| What is expected |
Each entry must appear again exactly as it does in the source.

| Entries provided |
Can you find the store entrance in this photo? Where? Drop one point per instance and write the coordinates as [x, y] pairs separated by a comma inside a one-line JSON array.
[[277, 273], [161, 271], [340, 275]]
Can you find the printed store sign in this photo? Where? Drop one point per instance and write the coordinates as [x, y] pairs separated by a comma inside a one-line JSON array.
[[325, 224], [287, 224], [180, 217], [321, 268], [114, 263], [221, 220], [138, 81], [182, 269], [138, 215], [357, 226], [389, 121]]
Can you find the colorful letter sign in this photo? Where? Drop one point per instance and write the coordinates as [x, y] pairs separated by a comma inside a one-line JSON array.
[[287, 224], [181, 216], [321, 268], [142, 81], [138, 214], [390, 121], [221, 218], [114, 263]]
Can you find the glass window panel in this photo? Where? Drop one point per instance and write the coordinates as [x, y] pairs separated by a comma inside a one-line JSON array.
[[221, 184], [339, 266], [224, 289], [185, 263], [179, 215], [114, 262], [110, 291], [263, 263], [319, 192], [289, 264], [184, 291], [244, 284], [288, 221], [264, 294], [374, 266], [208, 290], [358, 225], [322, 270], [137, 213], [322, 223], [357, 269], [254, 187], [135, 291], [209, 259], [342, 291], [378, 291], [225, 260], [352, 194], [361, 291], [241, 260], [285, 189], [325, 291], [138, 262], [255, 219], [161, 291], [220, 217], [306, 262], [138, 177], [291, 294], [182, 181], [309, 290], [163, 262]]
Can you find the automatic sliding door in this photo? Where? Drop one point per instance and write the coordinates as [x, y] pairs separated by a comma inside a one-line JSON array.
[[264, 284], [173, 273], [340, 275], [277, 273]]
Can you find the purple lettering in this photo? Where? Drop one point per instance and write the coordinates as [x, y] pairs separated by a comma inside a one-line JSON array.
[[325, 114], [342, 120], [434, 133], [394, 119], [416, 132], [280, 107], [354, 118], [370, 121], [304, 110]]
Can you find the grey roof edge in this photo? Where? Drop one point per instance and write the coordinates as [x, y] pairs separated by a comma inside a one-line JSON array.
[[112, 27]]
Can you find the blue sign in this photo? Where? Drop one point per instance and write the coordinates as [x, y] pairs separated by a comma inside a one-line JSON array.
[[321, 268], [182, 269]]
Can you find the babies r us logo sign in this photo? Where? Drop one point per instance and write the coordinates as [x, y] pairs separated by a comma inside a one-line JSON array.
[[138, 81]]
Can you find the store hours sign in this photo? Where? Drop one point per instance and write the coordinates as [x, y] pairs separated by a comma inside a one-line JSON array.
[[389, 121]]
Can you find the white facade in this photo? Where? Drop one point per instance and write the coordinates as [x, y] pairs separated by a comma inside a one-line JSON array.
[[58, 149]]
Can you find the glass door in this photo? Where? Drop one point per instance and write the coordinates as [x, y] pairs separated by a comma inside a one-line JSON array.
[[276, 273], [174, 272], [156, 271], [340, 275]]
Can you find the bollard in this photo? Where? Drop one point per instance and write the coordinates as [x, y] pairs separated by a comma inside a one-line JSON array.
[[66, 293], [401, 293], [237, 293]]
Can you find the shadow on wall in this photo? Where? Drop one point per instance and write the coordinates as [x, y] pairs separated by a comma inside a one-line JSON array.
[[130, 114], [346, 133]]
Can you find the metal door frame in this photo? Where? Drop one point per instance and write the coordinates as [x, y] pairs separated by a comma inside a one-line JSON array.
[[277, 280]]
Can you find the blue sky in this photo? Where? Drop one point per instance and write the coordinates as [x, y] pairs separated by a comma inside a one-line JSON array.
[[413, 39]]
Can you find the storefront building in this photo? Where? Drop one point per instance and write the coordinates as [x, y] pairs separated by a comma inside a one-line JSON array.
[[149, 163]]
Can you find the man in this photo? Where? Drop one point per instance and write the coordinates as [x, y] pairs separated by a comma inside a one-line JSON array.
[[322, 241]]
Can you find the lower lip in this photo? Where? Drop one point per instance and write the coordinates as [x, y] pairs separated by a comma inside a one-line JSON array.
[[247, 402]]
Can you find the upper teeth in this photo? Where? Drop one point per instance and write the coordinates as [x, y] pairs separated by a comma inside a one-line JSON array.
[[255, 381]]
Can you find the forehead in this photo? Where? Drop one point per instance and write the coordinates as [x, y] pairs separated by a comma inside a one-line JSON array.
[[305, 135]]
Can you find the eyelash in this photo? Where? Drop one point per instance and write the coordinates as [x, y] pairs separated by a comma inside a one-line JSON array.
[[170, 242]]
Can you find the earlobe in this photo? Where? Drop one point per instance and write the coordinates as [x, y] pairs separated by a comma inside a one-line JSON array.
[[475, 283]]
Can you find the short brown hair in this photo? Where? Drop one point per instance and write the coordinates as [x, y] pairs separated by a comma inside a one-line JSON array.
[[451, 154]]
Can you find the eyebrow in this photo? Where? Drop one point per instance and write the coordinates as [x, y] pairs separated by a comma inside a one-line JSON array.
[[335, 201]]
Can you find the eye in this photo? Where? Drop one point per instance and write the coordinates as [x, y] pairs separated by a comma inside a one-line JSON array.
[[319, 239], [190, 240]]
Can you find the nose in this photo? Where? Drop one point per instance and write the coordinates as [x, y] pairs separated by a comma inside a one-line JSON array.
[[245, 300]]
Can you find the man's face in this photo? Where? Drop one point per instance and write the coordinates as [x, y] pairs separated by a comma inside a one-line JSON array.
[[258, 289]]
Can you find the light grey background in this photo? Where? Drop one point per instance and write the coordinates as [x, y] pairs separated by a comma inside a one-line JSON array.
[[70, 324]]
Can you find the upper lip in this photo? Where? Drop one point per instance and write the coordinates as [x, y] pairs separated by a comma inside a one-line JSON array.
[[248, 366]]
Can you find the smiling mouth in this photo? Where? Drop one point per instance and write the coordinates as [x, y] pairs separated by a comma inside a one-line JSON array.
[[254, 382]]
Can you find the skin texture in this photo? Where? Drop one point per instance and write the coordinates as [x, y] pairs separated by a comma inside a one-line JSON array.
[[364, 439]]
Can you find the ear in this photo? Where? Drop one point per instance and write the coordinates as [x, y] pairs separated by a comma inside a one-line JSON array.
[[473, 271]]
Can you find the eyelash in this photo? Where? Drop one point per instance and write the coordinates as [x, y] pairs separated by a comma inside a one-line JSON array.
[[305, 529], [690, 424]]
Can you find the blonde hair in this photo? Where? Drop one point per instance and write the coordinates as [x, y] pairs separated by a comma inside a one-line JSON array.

| Answer box |
Can you find the store entrance in this photo? Where? Drop one point per instance and write the coordinates as [x, y] pairs separated by a comma inside a one-line JSON array.
[[277, 273], [161, 271], [340, 275]]
Can you find the printed store sign in this photo? Where? Drop one point per instance and write the coordinates as [x, y] pairs separated by a comma inside a one-line JSON array.
[[325, 224], [287, 224], [180, 217], [321, 268], [114, 263], [221, 220], [138, 81], [182, 269], [138, 215], [357, 226], [389, 121]]
Can you find the colorful letter sign in this photo? Where? Drop one point per instance and write the coordinates as [x, y] pairs separated by a comma inside a one-line JSON array.
[[287, 224], [181, 216], [321, 268], [142, 81], [138, 214], [390, 121], [221, 218], [114, 263]]
Can you find the glass window panel in this photo? Where? Drop one point per instance and write the coordinates as [x, y] pairs separated by a comma inside a one-line JSON array.
[[221, 184], [339, 266], [224, 289], [185, 263], [179, 215], [114, 262], [110, 291], [263, 263], [319, 192], [289, 264], [184, 291], [244, 284], [288, 221], [264, 294], [374, 266], [208, 290], [358, 225], [322, 270], [137, 213], [322, 223], [357, 269], [254, 187], [135, 291], [209, 259], [342, 291], [378, 291], [225, 260], [352, 194], [361, 291], [241, 260], [285, 189], [325, 291], [138, 262], [255, 219], [161, 291], [220, 217], [306, 262], [138, 177], [291, 294], [182, 181], [309, 290], [163, 262]]
Can you find the automatic sliding door in this photo? Where? Drop one point per instance and write the coordinates as [x, y] pairs separated by a comma inside a one-line JSON array.
[[264, 284], [173, 273], [340, 275], [277, 273]]
Can you find the purple lettering in this photo? Where? Drop one point per instance and write the coordinates as [x, y] pairs separated by a comma inside a one-line JSON array.
[[325, 114], [342, 120], [434, 133], [394, 119], [416, 132], [280, 107], [354, 118], [370, 121], [304, 110]]
Can you find the grey roof edge in this photo? Where? Drop one point per instance and write the coordinates as [x, y] pairs separated by a comma inside a one-line JSON array.
[[112, 27]]
Can you find the blue sign in this photo? Where? Drop one point per instance and write the coordinates as [x, y] pairs separated by a comma inside a one-line JSON array.
[[321, 268], [182, 269]]
Can you find the babies r us logo sign in this photo? Where? Drop one point per instance and write the coordinates as [x, y] pairs separated by a comma inside a one-line JSON array.
[[138, 81]]
Can you find the store hours sign in this photo? Where? Drop one point per instance and write the coordinates as [x, y] pairs separated by a comma inside a one-line JSON array.
[[389, 121]]
Can you find the white facade in this photo? Where? Drop one point per instance and write the coordinates as [x, y] pairs separated by a comma inside a one-line JSON array.
[[58, 149]]
Can you find the glass door in this photo? Where? Drop one point per instance and write the coordinates as [x, y] pairs separated by a comma inside a one-line JSON array.
[[276, 273], [174, 272], [156, 271], [340, 275]]
Can you find the bollard in this photo? Where? Drop one point per instance and write the coordinates as [x, y] pairs separated by a comma inside a one-line JSON array.
[[66, 293], [401, 293], [237, 293]]
Can you find the shadow on wall in this photo? Where? Drop one point per instance and write the coordinates as [x, y] pairs separated by a comma inside a one-line JSON array.
[[130, 114], [346, 133]]
Can you find the metal door frame in this photo? Where? Drop one point per instance and write the coordinates as [x, y] pairs separated by a comma inside a one-line JSON array.
[[277, 280]]
Can you find the blue sky in this photo? Where? Drop one point per instance and write the coordinates as [x, y] pairs separated by a comma inside a one-line JSON array.
[[413, 39]]
Can you find the storefront building in this photo? Where? Drop one point per instance and write the coordinates as [x, y] pairs separated by a comma inside a one-line JSON array.
[[149, 163]]
Can you find the man in this photo? Where? Drop one point per instance and write the coordinates as [x, y] pairs separated by a comma inside a one-line JSON array.
[[322, 241]]
Can you find the lower lip in this photo? Where? Drop one point per instance and write the coordinates as [x, y] pairs separated by a comma inside a one-line JSON array.
[[247, 402]]
Can you find the upper teeth in this photo? Where? Drop one point per instance and write the coordinates as [x, y] pairs separated by a comma inside a one-line JSON array.
[[255, 381]]
Can you find the forehead in this photo? Where? Drop one point per instance and write the coordinates as [x, y] pairs separated by a comma inside a one-line JSON array.
[[305, 135]]
Can you find the eyelash in this photo? Where? Drop one point per instance and write the coordinates as [x, y] pairs separated by a comma inside a one-line JSON array.
[[170, 242]]
Can you find the earlobe in this photo? Where? Drop one point per instance and write the coordinates as [x, y] pairs separated by a comma inside a one-line JSON array.
[[475, 283]]
Can you find the short brown hair in this photo? Where? Drop one point per instance and write the coordinates as [x, y] pairs separated by a comma inside a one-line JSON array.
[[451, 154]]
Can you find the eyebrow in this photo? Where? Drop one point per instance and write the coordinates as [x, y] pairs separated by a comma inside a one-line JSON array.
[[335, 201]]
Can you find the eye in this photo? Where? Drop one point per instance and write the coordinates as [x, y] pairs separated by a comma inside a one-line JSON array.
[[319, 239], [190, 240]]
Can you find the nose in this photo? Where? Drop one point per instance and write the coordinates as [x, y] pairs separated by a comma inside a one-line JSON array.
[[245, 300]]
Can you find the man's face in this photo? Where? Drop one point per instance and write the coordinates as [x, y] pairs separated by a comma inside a one-line JSON array.
[[258, 289]]
Can you find the light grey background in this photo? Where? Drop one point per instance and write the coordinates as [x, y] pairs separated by a comma inside a one-line JSON array.
[[70, 324]]
Can you find the upper lip in this photo? Where? Drop one point per instance and write the coordinates as [x, y] pairs separated by a comma inside a one-line JSON array.
[[248, 366]]
Can you find the smiling mouth in this photo? Where? Drop one point per instance and write the coordinates as [x, y] pairs separated by a comma inside a one-line JSON array.
[[254, 382]]
Can you find the skin texture in this photo? Where? Drop one point per instance and write the coordinates as [x, y] pairs separated by a comma inside a one-line JSON array.
[[364, 439]]
Can you find the ear in this photo? Where? Drop one point per instance and write the coordinates as [x, y] pairs separated by a comma inside a one-line JSON array.
[[473, 271]]
Can you find the eyelash in this photo? Where? Drop one point per instance and write the coordinates as [x, y] pairs separated by a comma inside a one-line JSON array.
[[305, 529], [690, 424]]
Can you find the blonde hair in this photo? Where? Drop one point per instance and write the coordinates as [x, y] pairs separated by a comma inside a one-line JSON array.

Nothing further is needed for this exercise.